→ OPDRACHT 1: Hoeveel woog elk van de twee gouden armbanden die de man haar gaf, volgens het tekstfragment hieronder?

→ TEKSTFRAGMENT:
18. Ze zei: "Drink, heer," liet snel de kruik op haar hand glijden en gaf hem te drinken.

19. Toen hij genoeg had gedronken, zei ze: "Ik zal ook voor uw kamelen water halen, totdat ze genoeg hebben gedronken."

20. Ze goot snel haar kruik leeg in de drinkbak. Daarna liep ze weer naar de put om water te scheppen voor al zijn kamelen.

21. Verwonderd bleef de man zwijgend naar haar staan kijken. Hij vroeg zich af of de Heer inderdaad haar bedoelde of niet.

22. Toen de kamelen klaar waren met drinken, gaf de man haar een gouden oorring die wel een halve sikkel [ (5½ gram) ] woog en twee gouden armbanden die ieder 10 sikkels [ (110 gram) ] wogen.

→ LIJST:

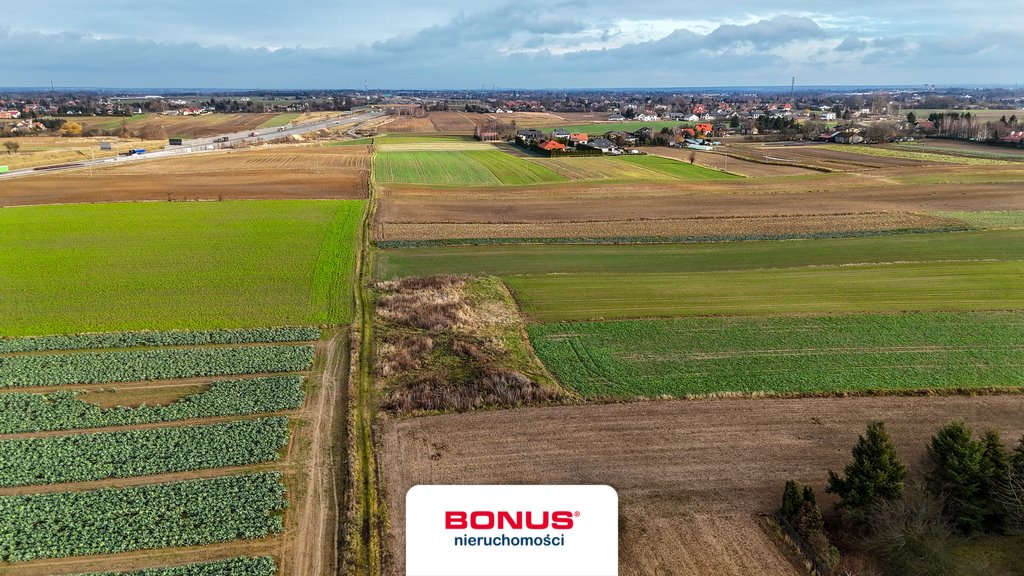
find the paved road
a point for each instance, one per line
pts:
--
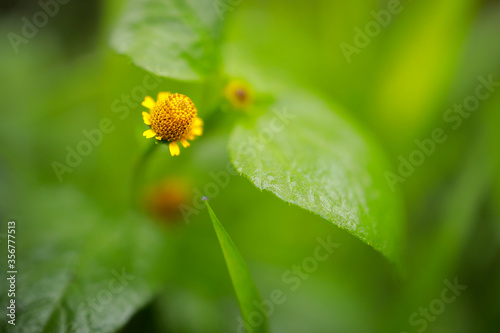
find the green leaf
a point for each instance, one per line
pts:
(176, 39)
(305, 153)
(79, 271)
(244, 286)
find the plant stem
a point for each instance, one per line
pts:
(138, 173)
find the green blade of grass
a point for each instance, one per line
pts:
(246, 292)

→ OPDRACHT 2: Tel hoeveel regels van de lijst de tekenreeks "find" bevatten, waarbij hoofdletters en kleine letters verschillend tellen. Geef alleen het getal.

→ SCHRIFTELIJK ANTWOORD 1: Elke gouden armband woog 10 sikkels (110 gram).

→ SCHRIFTELIJK ANTWOORD 2: 4